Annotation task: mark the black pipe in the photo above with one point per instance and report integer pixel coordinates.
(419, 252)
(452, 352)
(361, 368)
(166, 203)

• Instructions to follow
Arrange every line of the material above as a JSON list of strings, one string per line, leaving out any blank lines.

• Complete answer
[
  "Annotation task: mark the black pipe in the photo above with one point per instance and report integer pixel coordinates.",
  "(419, 252)",
  "(452, 352)",
  "(361, 368)",
  "(166, 203)"
]